**Extrait choisi**

:::

Dans une autre lettre, saint Bruno souligne qu’il ne considérait comme hérétiques que ceux qui nient les principes catholiques sur la question des investitures, et non ceux qui, dans l’ordre concret, pressés par les circonstances, agissent d’une manière non conforme à la vraie doctrine [28]. Cependant, cette réserve n’est pas suffisante pour exempter Pascal II du soupçon d’hérésie, car il refusait, même après la cessation de la contrainte, de corriger le mal fait.
Le Pape savait très bien que saint Bruno n’écartait pas l’hypothèse de le déclarer déchu, car il résolut de destituer le saint de la charge influente d’abbé de Monte Cassino sur la base de l’allégation suivante :
« Si je ne l’écarte pas du gouvernement du monastère, il m’enlèvera, avec ses arguments, le gouvernement de l’Église » [29].
Et lorsque, enfin, le Pape se rétracta, devant le synode convoqué à Rome pour examiner la question, saint Bruno de Segni s’exclama :
« Que Dieu soit loué ! Car voici que le Pape lui-même a condamné ce prétendu privilège (d’investiture par le pouvoir temporel), qui est hérétique » [30].
Avec cette phrase, saint Bruno laissa entendre publiquement, pour la première fois, à quel point il soupçonnait l’orthodoxie de Pascal II. À cela, ses ennemis protestèrent énergiquement ; le plus éminent d’entre eux était l’abbé de Cluny, Jean de Gaète, « qui – lisons-nous dans Hefele-Leclercq – ne voulait pas permettre que le Pape soit accusé d’hérésie » [31].
Saint Bruno de Segni n’était pas le seul saint de l’époque qui admettait la possibilité d’une hérésie chez Pascal II.
En 1112, l’archevêque Guido de Vienne, futur Pape Calixte II, convoqua un synode provincial, auquel participèrent, entre autres évêques, saint Hugues de Grenoble et saint Godefroy d’Amiens. Avec l’approbation de ces deux saints, le synode révoqua les décrets extorqués par l’empereur au Pape et envoya à ce dernier une lettre dans laquelle nous lisons :
« Si, comme nous ne l’attendons absolument pas, vous choisissez une autre voie et refusez de confirmer les décisions de notre autorité, que Dieu nous aide, car ainsi vous nous sépareriez de l’obéissance envers vous » [32].
Ces mots contiennent une menace de rupture avec Pascal II, explicable uniquement par le fait que dans l’esprit des évêques réunis à Vienne, trois notions étaient unies :
premièrement, ils étaient convaincus qu’il constituait une hérésie de nier la doctrine de l’Église sur les investitures ;
deuxièmement, ils soupçonnaient que le Pape avait embrassé cette hérésie ;
et troisièmement, ils considéraient qu’un Pape, dans l’éventualité d’être hérétique, perdrait sa charge, et ne devrait donc plus être obéi [33].
Cette interprétation est confirmée, de manière à éliminer tout doute, par les lettres écrites à cette occasion par saint Yves de Chartres, auxquelles nous faisons allusion ci-après.
Après avoir relaté les événements du synode de Vienne, Hefele-Leclercq écrit :
« Le résultat fut que, le 20 octobre de cette même année, le Pape confirma, dans une brève lettre et en termes vagues, les décisions prises à Vienne, et loua le zèle de Guido. C’est la peur d’un schisme qui conduisit le Pape à adopter cette attitude » [34].

:::

**Vos tâches**
1. D'après l'extrait sur Pascal II et les investitures, qui fut le plus éminent des ennemis de saint Bruno à protester contre sa phrase ?
2. Prolongez l'extrait sur Pascal II et les investitures en reprenant juste après sa dernière phrase.

:::

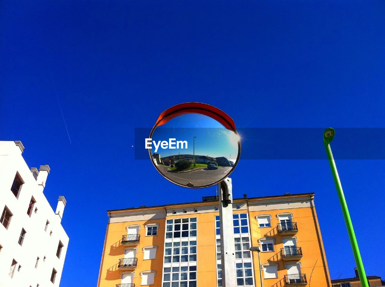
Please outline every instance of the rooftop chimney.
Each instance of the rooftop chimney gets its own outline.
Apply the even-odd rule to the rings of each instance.
[[[56,207],[56,211],[55,212],[55,214],[57,214],[60,217],[60,221],[63,219],[63,213],[64,212],[64,207],[67,204],[67,201],[62,196],[59,197],[57,200],[57,206]]]
[[[21,153],[23,153],[23,152],[24,151],[24,146],[23,145],[22,142],[20,141],[13,141],[13,142],[15,143],[16,146],[20,149],[20,150],[22,151]]]
[[[32,173],[32,175],[33,176],[35,180],[37,181],[37,176],[39,175],[39,171],[37,170],[37,169],[36,168],[31,168],[31,172]]]
[[[48,164],[45,166],[40,166],[40,169],[39,169],[39,174],[37,176],[37,178],[36,181],[38,184],[41,186],[44,189],[45,187],[45,182],[47,180],[47,177],[51,170]]]

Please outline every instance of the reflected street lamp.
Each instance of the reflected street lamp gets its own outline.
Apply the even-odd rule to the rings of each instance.
[[[194,163],[194,166],[195,166],[195,138],[194,136],[192,139],[192,162]]]
[[[251,251],[253,252],[258,252],[258,260],[259,262],[259,277],[261,278],[261,287],[263,287],[263,283],[262,282],[262,267],[261,265],[261,257],[259,257],[259,252],[261,252],[261,249],[259,246],[251,246],[249,249]]]

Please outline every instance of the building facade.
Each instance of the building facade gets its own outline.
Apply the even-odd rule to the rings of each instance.
[[[0,141],[0,286],[59,286],[69,238],[43,193],[50,169],[28,168],[20,141]]]
[[[357,268],[354,269],[355,276],[350,278],[338,278],[331,280],[333,287],[361,287],[360,277],[358,277]],[[373,286],[385,286],[385,282],[382,281],[381,277],[378,276],[367,276],[368,285],[370,287]]]
[[[221,286],[218,204],[108,211],[98,286]],[[260,286],[261,274],[265,287],[331,287],[313,194],[244,195],[233,208],[238,286]]]

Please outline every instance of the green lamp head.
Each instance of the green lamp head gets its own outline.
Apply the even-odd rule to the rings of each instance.
[[[327,128],[323,132],[323,141],[326,144],[328,144],[331,141],[333,140],[335,134],[335,131],[333,128]]]

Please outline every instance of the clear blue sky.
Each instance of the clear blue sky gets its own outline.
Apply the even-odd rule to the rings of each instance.
[[[0,134],[22,141],[30,167],[50,165],[53,206],[67,199],[61,286],[95,285],[107,209],[214,194],[134,159],[134,128],[172,105],[214,105],[243,128],[384,127],[385,2],[219,3],[0,4]],[[336,135],[333,143],[355,148]],[[383,279],[385,163],[336,164],[367,274]],[[232,178],[237,197],[315,192],[331,277],[354,275],[326,160],[241,158]]]

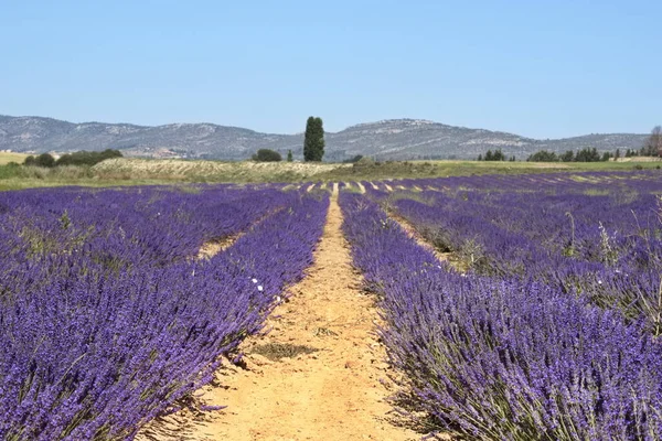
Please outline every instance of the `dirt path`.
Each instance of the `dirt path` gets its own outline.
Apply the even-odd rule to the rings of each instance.
[[[388,366],[374,336],[377,310],[374,299],[360,291],[361,276],[350,265],[338,186],[333,190],[313,266],[271,314],[271,331],[243,345],[248,369],[222,369],[217,379],[223,386],[207,387],[203,394],[207,405],[227,408],[189,424],[193,427],[186,428],[186,435],[177,439],[420,439],[388,422],[388,390],[381,383]],[[255,354],[268,345],[281,352],[291,345],[317,352],[278,362]]]

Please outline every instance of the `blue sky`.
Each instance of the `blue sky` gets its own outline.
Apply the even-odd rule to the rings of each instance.
[[[660,1],[6,1],[0,114],[558,138],[662,123]]]

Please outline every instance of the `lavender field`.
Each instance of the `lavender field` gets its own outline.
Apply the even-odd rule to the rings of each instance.
[[[0,193],[0,439],[177,412],[297,295],[333,213],[421,437],[662,438],[659,171],[339,187]]]
[[[661,178],[471,176],[342,194],[355,265],[406,374],[394,405],[468,439],[661,439]]]
[[[328,203],[278,185],[0,194],[0,439],[131,439],[177,410],[301,278]]]

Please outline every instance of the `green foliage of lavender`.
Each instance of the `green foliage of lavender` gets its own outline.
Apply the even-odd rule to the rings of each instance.
[[[341,206],[405,374],[402,411],[477,440],[662,437],[662,348],[642,323],[541,281],[457,273],[367,197]]]
[[[0,439],[134,438],[301,278],[328,197],[192,190],[0,194]]]

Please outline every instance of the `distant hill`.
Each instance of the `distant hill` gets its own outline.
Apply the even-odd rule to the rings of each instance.
[[[606,133],[536,140],[519,135],[447,126],[420,119],[391,119],[361,123],[337,133],[328,132],[325,160],[356,154],[381,160],[474,159],[489,149],[525,159],[546,149],[555,152],[595,147],[640,149],[647,135]],[[125,155],[148,158],[203,158],[242,160],[257,149],[301,158],[303,136],[260,133],[213,123],[136,126],[130,123],[74,123],[42,117],[0,116],[0,150],[15,152],[68,152],[119,149]]]

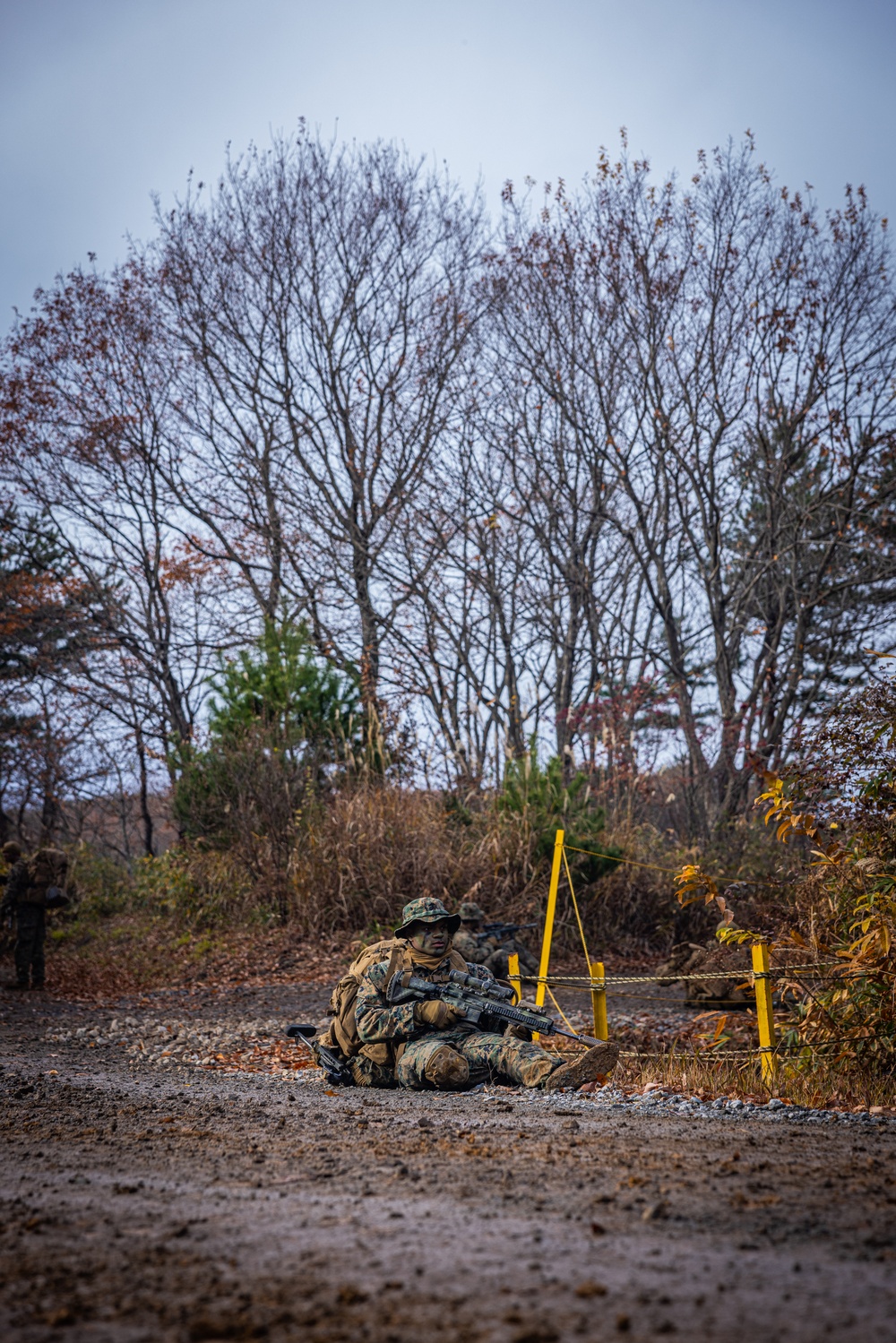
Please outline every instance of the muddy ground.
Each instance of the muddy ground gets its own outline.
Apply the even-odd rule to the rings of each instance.
[[[4,1338],[893,1338],[893,1124],[333,1092],[58,1038],[324,1002],[0,995]]]

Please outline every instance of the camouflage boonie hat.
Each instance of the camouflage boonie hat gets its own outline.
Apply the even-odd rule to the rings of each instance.
[[[403,937],[412,923],[438,923],[439,919],[447,920],[450,932],[457,932],[461,927],[461,916],[450,915],[435,896],[422,896],[419,900],[411,900],[402,909],[402,925],[395,929],[395,936]]]

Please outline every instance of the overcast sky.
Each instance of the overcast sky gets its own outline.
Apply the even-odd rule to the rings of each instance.
[[[896,0],[0,0],[0,329],[152,232],[150,193],[300,117],[568,183],[629,129],[658,172],[750,128],[822,204],[896,205]]]

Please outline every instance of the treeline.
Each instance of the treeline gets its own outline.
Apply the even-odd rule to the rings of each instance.
[[[169,786],[224,825],[262,723],[300,783],[469,804],[535,743],[707,835],[892,642],[885,220],[751,140],[681,183],[602,152],[493,227],[302,130],[39,291],[0,414],[7,829],[118,790],[152,851]]]

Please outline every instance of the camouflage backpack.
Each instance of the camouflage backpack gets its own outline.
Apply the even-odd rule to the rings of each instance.
[[[449,958],[453,970],[466,970],[466,962],[458,951],[451,950]],[[403,937],[387,937],[384,941],[373,941],[369,947],[364,947],[330,994],[329,1015],[333,1019],[320,1037],[320,1042],[325,1049],[339,1050],[344,1058],[355,1058],[361,1049],[365,1049],[368,1053],[371,1050],[377,1053],[377,1062],[386,1062],[386,1058],[379,1060],[379,1053],[388,1053],[388,1046],[363,1046],[355,1022],[355,999],[361,979],[371,966],[376,966],[380,960],[390,962],[390,979],[396,970],[410,970],[411,954],[407,941]]]

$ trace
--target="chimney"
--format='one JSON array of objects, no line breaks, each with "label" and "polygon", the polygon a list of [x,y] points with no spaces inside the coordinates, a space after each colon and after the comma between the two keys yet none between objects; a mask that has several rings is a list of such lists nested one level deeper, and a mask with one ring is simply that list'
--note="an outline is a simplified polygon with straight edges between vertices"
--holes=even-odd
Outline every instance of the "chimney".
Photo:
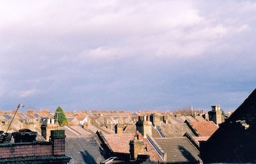
[{"label": "chimney", "polygon": [[55,124],[50,124],[50,123],[48,124],[44,122],[42,123],[42,125],[41,126],[41,135],[43,136],[43,138],[45,138],[45,140],[49,141],[51,131],[56,130],[56,129],[57,129],[57,126]]},{"label": "chimney", "polygon": [[117,124],[115,126],[116,134],[123,134],[123,124]]},{"label": "chimney", "polygon": [[[146,118],[144,117],[144,118]],[[152,136],[152,123],[149,121],[139,121],[136,123],[136,129],[144,136],[146,138],[146,135]]]},{"label": "chimney", "polygon": [[65,131],[51,131],[53,155],[65,155]]},{"label": "chimney", "polygon": [[108,123],[106,125],[106,126],[107,126],[107,129],[113,131],[113,124],[112,124],[112,123]]},{"label": "chimney", "polygon": [[55,123],[55,122],[54,122],[54,118],[52,118],[52,119],[51,119],[51,123],[53,123],[53,124],[54,124],[54,123]]},{"label": "chimney", "polygon": [[34,113],[35,113],[35,112],[33,110],[28,110],[27,113],[33,115]]},{"label": "chimney", "polygon": [[140,140],[137,134],[135,134],[134,139],[130,140],[130,155],[131,160],[136,160],[138,155],[143,153],[144,144],[142,140]]},{"label": "chimney", "polygon": [[83,129],[88,131],[89,130],[89,123],[87,123],[87,122],[83,123]]},{"label": "chimney", "polygon": [[215,105],[211,106],[211,111],[208,112],[209,120],[213,121],[216,125],[221,123],[221,115],[220,105]]}]

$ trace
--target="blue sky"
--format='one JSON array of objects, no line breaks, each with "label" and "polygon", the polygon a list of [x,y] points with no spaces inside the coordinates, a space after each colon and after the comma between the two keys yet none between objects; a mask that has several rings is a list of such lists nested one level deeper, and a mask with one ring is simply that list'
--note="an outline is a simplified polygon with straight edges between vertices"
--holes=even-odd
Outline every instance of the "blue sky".
[{"label": "blue sky", "polygon": [[253,1],[1,1],[0,110],[234,110],[255,88]]}]

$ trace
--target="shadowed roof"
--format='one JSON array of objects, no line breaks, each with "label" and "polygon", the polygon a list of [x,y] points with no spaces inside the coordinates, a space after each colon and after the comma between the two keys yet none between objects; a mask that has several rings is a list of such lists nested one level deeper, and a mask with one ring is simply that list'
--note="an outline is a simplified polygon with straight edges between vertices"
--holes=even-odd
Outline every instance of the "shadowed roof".
[{"label": "shadowed roof", "polygon": [[201,136],[209,136],[215,133],[219,127],[213,121],[192,122],[193,128]]}]

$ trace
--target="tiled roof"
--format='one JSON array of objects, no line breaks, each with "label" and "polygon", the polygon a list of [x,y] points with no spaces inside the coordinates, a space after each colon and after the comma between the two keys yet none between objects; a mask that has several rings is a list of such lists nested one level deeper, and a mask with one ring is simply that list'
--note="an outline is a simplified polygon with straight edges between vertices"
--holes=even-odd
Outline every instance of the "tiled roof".
[{"label": "tiled roof", "polygon": [[185,116],[186,119],[188,119],[188,121],[190,121],[190,122],[194,122],[194,121],[197,121],[191,115],[186,115]]},{"label": "tiled roof", "polygon": [[[154,148],[151,146],[147,138],[143,138],[143,136],[139,133],[139,140],[143,140],[145,149],[142,154],[150,155],[150,161],[162,161],[161,157],[158,154]],[[135,133],[123,133],[123,134],[103,134],[110,148],[114,152],[130,154],[129,143],[131,140],[134,139]]]},{"label": "tiled roof", "polygon": [[175,117],[168,117],[168,121],[170,122],[171,123],[182,123],[184,121],[182,121]]},{"label": "tiled roof", "polygon": [[123,133],[133,133],[135,134],[136,133],[136,125],[135,124],[128,124],[126,125]]},{"label": "tiled roof", "polygon": [[206,121],[206,120],[203,117],[200,115],[196,115],[196,119],[198,120],[198,121]]},{"label": "tiled roof", "polygon": [[167,154],[167,163],[197,163],[198,160],[201,161],[198,156],[199,150],[186,137],[158,138],[154,140]]},{"label": "tiled roof", "polygon": [[218,129],[218,126],[213,121],[192,122],[194,129],[201,136],[209,136]]},{"label": "tiled roof", "polygon": [[96,138],[66,138],[66,155],[72,157],[69,163],[100,163],[104,160]]},{"label": "tiled roof", "polygon": [[199,146],[200,141],[206,141],[209,139],[209,138],[210,138],[210,136],[192,136],[192,138]]},{"label": "tiled roof", "polygon": [[184,123],[176,124],[163,123],[160,127],[160,129],[165,137],[182,136],[186,133],[191,136],[195,136],[194,133]]}]

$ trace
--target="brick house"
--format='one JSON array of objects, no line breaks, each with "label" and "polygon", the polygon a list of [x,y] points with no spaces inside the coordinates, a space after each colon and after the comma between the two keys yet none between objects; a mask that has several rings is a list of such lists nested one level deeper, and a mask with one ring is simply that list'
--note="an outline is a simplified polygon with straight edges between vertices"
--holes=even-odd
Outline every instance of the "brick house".
[{"label": "brick house", "polygon": [[50,142],[20,142],[17,137],[24,135],[22,133],[30,134],[19,132],[14,136],[15,143],[0,144],[0,163],[67,163],[70,160],[65,155],[64,131],[52,131]]},{"label": "brick house", "polygon": [[256,89],[205,142],[204,163],[256,163]]}]

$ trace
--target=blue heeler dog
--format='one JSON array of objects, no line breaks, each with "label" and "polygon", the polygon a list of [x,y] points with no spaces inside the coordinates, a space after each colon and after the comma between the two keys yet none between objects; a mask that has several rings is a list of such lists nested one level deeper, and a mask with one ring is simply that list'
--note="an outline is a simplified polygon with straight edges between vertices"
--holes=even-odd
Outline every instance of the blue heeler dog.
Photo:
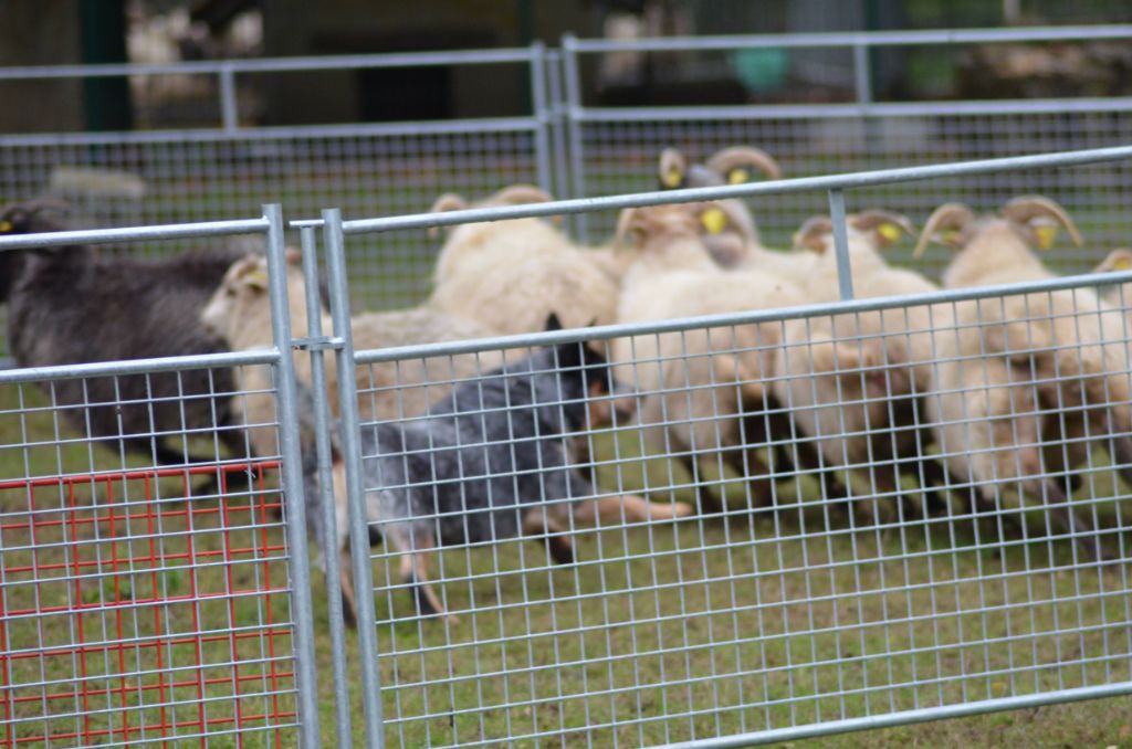
[{"label": "blue heeler dog", "polygon": [[[551,315],[547,329],[559,327]],[[401,577],[420,613],[444,612],[428,584],[429,558],[438,546],[531,536],[547,544],[555,562],[568,563],[572,518],[592,524],[692,513],[683,502],[652,503],[634,494],[595,498],[575,467],[578,437],[608,423],[615,404],[632,401],[619,395],[601,354],[568,343],[456,387],[423,417],[362,427],[367,515],[401,552]],[[343,510],[340,501],[342,549]],[[343,597],[348,618],[355,618],[348,561],[343,558]]]}]

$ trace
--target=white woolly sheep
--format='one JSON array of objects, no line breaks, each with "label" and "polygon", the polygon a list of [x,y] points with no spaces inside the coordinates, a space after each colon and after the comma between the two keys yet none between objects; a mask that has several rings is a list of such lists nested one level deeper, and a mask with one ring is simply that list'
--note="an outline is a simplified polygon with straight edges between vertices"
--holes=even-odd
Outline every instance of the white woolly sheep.
[{"label": "white woolly sheep", "polygon": [[[625,274],[618,320],[642,322],[799,304],[801,292],[765,274],[727,272],[700,236],[700,215],[713,204],[631,208],[618,235],[632,234],[635,261]],[[767,413],[763,378],[773,370],[778,324],[691,329],[614,342],[615,372],[643,394],[641,422],[652,447],[667,437],[697,475],[700,456],[721,453],[752,480],[756,500],[772,497],[769,468],[756,453],[780,421]],[[710,501],[701,487],[701,501]]]},{"label": "white woolly sheep", "polygon": [[[61,231],[67,226],[45,213],[63,208],[53,200],[10,205],[0,213],[0,233]],[[224,351],[198,317],[242,255],[215,248],[140,260],[80,244],[0,252],[12,358],[20,367],[51,367]],[[51,397],[87,438],[185,465],[216,458],[190,455],[183,438],[172,436],[214,433],[233,457],[247,456],[243,433],[215,399],[233,386],[230,369],[190,369],[62,379],[51,385]]]},{"label": "white woolly sheep", "polygon": [[[847,223],[856,296],[936,289],[919,274],[889,266],[880,253],[901,233],[911,233],[906,217],[867,210],[848,216]],[[805,287],[812,301],[839,298],[832,230],[827,217],[817,217],[796,235],[799,246],[818,255]],[[924,484],[942,476],[934,462],[923,459],[928,440],[921,399],[932,384],[932,330],[949,321],[945,307],[916,305],[784,326],[773,384],[779,403],[815,440],[826,465],[869,474],[874,497],[899,491],[897,476],[906,471]],[[928,498],[934,500],[934,493]],[[874,519],[882,507],[874,505]]]},{"label": "white woolly sheep", "polygon": [[[666,148],[660,154],[658,178],[660,189],[717,187],[749,182],[754,172],[761,171],[767,179],[782,177],[778,162],[766,152],[751,146],[735,146],[717,152],[704,164],[689,164],[677,148]],[[712,230],[713,219],[704,222],[704,246],[712,258],[724,268],[744,264],[755,248],[762,247],[755,219],[743,200],[721,200],[729,221],[726,229],[720,224]]]},{"label": "white woolly sheep", "polygon": [[[512,190],[550,199],[525,186]],[[440,252],[427,307],[504,335],[541,330],[551,312],[567,328],[608,325],[617,315],[618,273],[611,253],[578,248],[535,218],[464,225]]]}]

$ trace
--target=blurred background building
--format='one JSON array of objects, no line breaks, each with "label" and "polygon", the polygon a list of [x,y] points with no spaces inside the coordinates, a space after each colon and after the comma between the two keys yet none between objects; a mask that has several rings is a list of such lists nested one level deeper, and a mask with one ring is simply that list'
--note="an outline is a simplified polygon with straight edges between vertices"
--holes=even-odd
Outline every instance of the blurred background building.
[{"label": "blurred background building", "polygon": [[[80,0],[3,6],[0,67],[557,45],[563,34],[669,35],[998,27],[1132,21],[1127,0]],[[880,101],[1110,96],[1132,89],[1122,42],[889,48],[871,54]],[[617,52],[592,60],[588,103],[851,101],[842,50]],[[307,124],[509,115],[529,86],[500,68],[242,76],[240,122]],[[0,132],[209,127],[215,76],[0,83]]]}]

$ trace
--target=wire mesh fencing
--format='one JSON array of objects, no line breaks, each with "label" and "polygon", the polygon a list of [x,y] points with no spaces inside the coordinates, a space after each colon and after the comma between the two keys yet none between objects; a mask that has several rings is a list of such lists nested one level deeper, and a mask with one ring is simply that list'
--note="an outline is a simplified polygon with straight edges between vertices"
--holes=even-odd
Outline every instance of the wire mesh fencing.
[{"label": "wire mesh fencing", "polygon": [[558,292],[515,287],[495,302],[525,333],[367,351],[332,293],[343,605],[385,744],[736,746],[1132,691],[1127,274],[958,282],[1003,236],[1037,257],[1055,214],[1023,200],[937,218],[950,287],[898,285],[892,226],[857,210],[1127,150],[1104,154],[672,196],[830,190],[824,243],[791,256],[812,265],[772,289],[662,193],[300,222],[349,266],[370,231],[638,212],[612,327],[556,332],[526,312]]},{"label": "wire mesh fencing", "polygon": [[[101,260],[84,249],[233,234],[269,238],[282,261],[273,209],[0,240],[18,269],[23,365],[0,373],[6,746],[317,741],[290,356],[213,351],[191,333],[201,310],[174,310],[175,292],[102,305]],[[58,277],[67,292],[41,295]],[[264,324],[290,341],[285,320]],[[123,338],[135,361],[98,361]],[[170,339],[182,355],[154,358]]]}]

:::

**Résultats par tâche**
1. Jean de Gaète, abbé de Cluny.

2.
Pour discréditer ce synode provincial de Vienne, on pourrait arguer qu’un autre saint, l’évêque Yves de Chartres, refusa d’y participer, alléguant que personne ne pouvait juger le Pape [35].
Nous n’avons pas l’intention ici d’étudier l’histoire du synode de Vienne. Nous le citons uniquement pour montrer que, à l’époque, deux saints et un futur Pape adoptèrent une attitude envers Pascal II basée sur les principes qu’il pouvait y avoir un Pape hérétique, et que dans un tel cas, le Pontife perdrait sa charge. Par conséquent, c’est uniquement sous cet angle que nous analyserons la position de saint Yves de Chartres.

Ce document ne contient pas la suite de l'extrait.